■ **Task input**
++++++

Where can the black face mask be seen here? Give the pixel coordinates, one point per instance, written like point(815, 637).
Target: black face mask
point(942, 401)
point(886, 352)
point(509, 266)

++++++

■ **Task objective**
Reproduce every line of the records above word for word, without altering anything.

■ **Exercise output**
Where can the black face mask be seen here? Give the pixel coordinates, one point per instance, written like point(815, 637).
Target: black face mask
point(942, 401)
point(886, 352)
point(509, 266)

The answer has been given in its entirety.